◆ **PASSAGE FOR REVIEW**:
****************************************

It’s no secret: Investors and companies are pouring billions into AI.
Venture capitalists have plowed $12 billion into generative AI startups so far this year. Elon Musk claims his company xAI will train new models on a staggering 100,000 of Nvidia’s latest H100 GPUs; Meta is reportedly buying some 350,000 more. (In perspective, the world’s fastest supercomputer, Frontier, boasts a mere 38,000 GPUs.) Alphabet, Microsoft, and Amazon are also building out enormous AI server farms. And this spending shows no signs of slowing.
Goldman Sachs says outlays on AI infrastructure could total $1 trillion over the next few years—a number on par with annual US military spending or the GDP of the Netherlands. But there are strings attached: Big investment is tied to expectations of big revenue and profits. Eighteen months into the boom, investors are beginning to review the latter.
Some companies are clearly knocking it out of the park. Nvidia, which commands 80 percent of the AI chip market, is enjoying a historic run. The chipmaker has consistently posted revenue and profits beyond the market’s expectations, and in late June, it was (briefly) the most valuable company in the world, beating out Microsoft and Apple. (The stock has fallen off since then, but it’s still up some 140 percent year-to-date.)
But not everyone is raking it in like Nvidia. If Nvidia is selling “picks and shovels” for an AI gold rush, those using Nvidia’s equipment are still digging for gold. Exactly when they’ll strike it rich and how much they’ll unearth is a matter of speculation.
Though OpenAI is reportedly on pace to make $3.4 billion annually, an impressive number compared to last year, its costs are even greater. The Information recently reported the company is set to lose $5 billion this year and may need to seek new investment within the next 12 months. The publication also wrote that Anthropic will burn $2.7 billion in 2024.
The biggest players, like Alphabet and Microsoft, have deeper pockets. But driven by AI, their capital expenditures are growing fast. Alphabet’s capex spending is on pace to hit $49 billion this year, an increase of 84 percent compared to its average over the last half decade. Investors are increasingly scrutinizing the impact of these investments too. The companies’ cloud offerings—the huge server farms they rent to those building and running AI models and products—are the most obvious revenue-makers. But the sustainability of those revenues is dependent on the success of AI products.
And revenue from those products is lagging investment. This gap, which is widening, is what Sequoia Capital’s David Cahn calls the “$600 billion question.” That’s the difference between infrastructure investment and revenue in the industry. Barclays analysts put it like this: The industry is building enough infrastructure to support 12,000 ChatGPTs. While the technology is impressive, customer demand is unlikely to support that kind of supply anytime soon.
But the spending is also a bet on future performance improvements. This line of thinking suggests that if today’s capabilities aren’t enough to hook the world on AI, tomorrow’s will be. And to get to the next level—which will only be realized by bigger models trained on more (and better) data—companies need more computing power.

****************************************

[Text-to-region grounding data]
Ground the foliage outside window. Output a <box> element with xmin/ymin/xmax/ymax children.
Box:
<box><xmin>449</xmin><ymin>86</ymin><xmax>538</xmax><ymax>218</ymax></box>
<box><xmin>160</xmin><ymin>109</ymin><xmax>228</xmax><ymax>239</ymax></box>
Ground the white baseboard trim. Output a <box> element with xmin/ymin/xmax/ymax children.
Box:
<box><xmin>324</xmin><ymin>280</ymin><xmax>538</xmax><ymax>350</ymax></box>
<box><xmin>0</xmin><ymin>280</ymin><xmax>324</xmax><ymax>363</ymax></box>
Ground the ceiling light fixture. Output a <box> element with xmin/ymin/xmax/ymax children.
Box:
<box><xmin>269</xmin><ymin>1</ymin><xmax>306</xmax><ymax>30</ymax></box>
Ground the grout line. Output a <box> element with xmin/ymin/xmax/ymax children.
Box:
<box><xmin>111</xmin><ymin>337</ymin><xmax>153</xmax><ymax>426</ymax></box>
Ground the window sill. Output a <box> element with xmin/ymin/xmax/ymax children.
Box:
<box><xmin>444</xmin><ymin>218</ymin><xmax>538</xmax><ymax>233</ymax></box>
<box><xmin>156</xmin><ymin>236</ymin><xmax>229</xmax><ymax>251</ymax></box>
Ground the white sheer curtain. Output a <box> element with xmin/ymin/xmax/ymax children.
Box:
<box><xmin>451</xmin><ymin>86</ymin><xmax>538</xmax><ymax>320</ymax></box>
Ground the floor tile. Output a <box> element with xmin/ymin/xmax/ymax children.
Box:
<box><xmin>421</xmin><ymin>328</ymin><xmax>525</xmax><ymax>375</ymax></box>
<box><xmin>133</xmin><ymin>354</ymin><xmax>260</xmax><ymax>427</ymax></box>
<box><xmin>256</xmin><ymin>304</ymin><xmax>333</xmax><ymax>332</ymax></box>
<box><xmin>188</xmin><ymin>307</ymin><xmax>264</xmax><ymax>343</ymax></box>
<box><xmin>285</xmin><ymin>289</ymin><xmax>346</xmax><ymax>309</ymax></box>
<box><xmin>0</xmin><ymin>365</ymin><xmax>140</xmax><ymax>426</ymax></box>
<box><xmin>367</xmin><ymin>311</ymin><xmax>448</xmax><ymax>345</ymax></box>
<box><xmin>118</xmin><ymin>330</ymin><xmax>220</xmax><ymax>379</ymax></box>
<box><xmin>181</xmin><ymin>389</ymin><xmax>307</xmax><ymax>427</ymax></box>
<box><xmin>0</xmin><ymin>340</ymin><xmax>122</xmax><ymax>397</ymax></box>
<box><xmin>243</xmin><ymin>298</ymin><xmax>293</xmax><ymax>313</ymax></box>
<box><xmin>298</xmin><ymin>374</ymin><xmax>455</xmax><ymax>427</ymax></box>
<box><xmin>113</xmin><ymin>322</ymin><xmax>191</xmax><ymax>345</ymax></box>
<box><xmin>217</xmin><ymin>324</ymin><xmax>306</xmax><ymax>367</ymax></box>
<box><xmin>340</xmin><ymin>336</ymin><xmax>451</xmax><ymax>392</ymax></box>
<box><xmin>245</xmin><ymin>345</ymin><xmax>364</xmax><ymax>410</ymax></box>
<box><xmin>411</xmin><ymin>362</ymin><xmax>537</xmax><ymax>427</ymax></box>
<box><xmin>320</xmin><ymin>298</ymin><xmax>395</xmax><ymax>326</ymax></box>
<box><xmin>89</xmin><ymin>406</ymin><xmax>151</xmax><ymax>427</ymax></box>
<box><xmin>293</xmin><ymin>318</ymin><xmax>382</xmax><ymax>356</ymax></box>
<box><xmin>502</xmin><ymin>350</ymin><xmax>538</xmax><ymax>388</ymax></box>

****************************************

◆ **EXERCISE AIM**:
Reproduce the stretch of the article on AI investment above from "Venture capitalists have" through "signs of slowing.".

◆ **ANSWER SECTION**:
Venture capitalists have plowed $12 billion into generative AI startups so far this year. Elon Musk claims his company xAI will train new models on a staggering 100,000 of Nvidia’s latest H100 GPUs; Meta is reportedly buying some 350,000 more. (In perspective, the world’s fastest supercomputer, Frontier, boasts a mere 38,000 GPUs.) Alphabet, Microsoft, and Amazon are also building out enormous AI server farms. And this spending shows no signs of slowing.